■ Exercise instructions ■
Print each of the records below verbatim, keeping every line unchanged.

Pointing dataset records
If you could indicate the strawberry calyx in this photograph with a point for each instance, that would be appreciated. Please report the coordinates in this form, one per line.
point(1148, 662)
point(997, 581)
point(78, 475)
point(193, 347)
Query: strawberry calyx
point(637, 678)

■ Finished task ■
If you could indicate the strawberry calyx in this photograph with a point for each instance, that would be appreciated. Please report the coordinates in this form, one per line.
point(1148, 662)
point(997, 581)
point(78, 475)
point(193, 347)
Query: strawberry calyx
point(637, 678)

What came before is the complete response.